-- Written exercise --
Reproduce every one of the entries below word for word.

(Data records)
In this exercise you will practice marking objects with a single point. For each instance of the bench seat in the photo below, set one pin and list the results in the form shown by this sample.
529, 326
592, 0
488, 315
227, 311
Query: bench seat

-- Result for this exercise --
In this exercise you will practice marking objects with a single point. For each instance of the bench seat in the photo below, set one pin and list the results in the form shown by this sample.
529, 326
592, 0
488, 315
227, 311
Query: bench seat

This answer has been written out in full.